これは今年10月からスタートする『相棒season15』の放送中、終盤に差し掛かる時期です。
過去の劇場版は、『Ⅰ』と『Ⅲ』が3月のシーズン終了後まもないゴールデンウィーク映画として、
『Ⅱ』は正月映画としての公開で、その他にスピンオフの2本もシーズン終了直後の3月末でしたので、
今回の2月公開は初めてのパターンです。

特に放送中ということもあり、シーズン15との時系列がどうなるのかが注目されます。
これまではすべて、最新シーズンよりも遡った時間設定がされていました。


予告動画も公開されています。


また、ゲスト俳優として、北村一輝さん、山口まゆさん、鹿賀丈史さんの出演が発表されました。
いずれも『相棒』シリーズには初登場です。
北村一輝さんが演じるのは、国際犯罪組織「バーズ」の主要メンバー“黒衣の男”。
おそらくメインゲストということになるのでしょう。

山口まゆさん2000年生まれの現在15歳
2000年スタートの『相棒』シリーズと同い年。

**データ:**
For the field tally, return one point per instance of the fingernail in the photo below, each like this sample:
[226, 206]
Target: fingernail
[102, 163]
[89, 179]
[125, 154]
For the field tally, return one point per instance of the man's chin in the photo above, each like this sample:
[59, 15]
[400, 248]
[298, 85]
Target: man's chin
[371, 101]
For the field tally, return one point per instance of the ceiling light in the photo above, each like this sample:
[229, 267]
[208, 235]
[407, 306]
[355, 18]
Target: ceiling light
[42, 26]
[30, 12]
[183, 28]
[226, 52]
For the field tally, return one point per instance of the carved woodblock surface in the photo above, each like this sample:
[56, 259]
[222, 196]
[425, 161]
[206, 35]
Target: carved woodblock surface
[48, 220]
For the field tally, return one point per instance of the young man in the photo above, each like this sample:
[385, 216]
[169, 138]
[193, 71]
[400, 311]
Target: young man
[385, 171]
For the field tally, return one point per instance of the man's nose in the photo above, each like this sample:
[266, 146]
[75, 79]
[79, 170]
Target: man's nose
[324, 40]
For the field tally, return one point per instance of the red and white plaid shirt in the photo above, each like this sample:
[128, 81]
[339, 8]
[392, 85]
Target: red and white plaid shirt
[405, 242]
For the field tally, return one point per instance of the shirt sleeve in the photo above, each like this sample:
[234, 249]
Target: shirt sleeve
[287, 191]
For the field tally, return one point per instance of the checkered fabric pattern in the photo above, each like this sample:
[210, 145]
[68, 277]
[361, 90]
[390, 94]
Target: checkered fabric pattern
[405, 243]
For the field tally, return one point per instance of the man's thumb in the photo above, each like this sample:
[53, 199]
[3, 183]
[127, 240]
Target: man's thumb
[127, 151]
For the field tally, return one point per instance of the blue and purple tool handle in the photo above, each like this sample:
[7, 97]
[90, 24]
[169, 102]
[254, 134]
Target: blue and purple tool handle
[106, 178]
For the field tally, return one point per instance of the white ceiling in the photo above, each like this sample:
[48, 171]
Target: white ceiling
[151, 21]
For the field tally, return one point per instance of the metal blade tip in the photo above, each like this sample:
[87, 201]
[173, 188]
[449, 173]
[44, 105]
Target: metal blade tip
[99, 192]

**課題:** 本文に書かれている、北村一輝さんが演じる役を答えてください。 このデータは解答に使う必要がありません。

**模範解答:** 国際犯罪組織「バーズ」の主要メンバー“黒衣の男”です。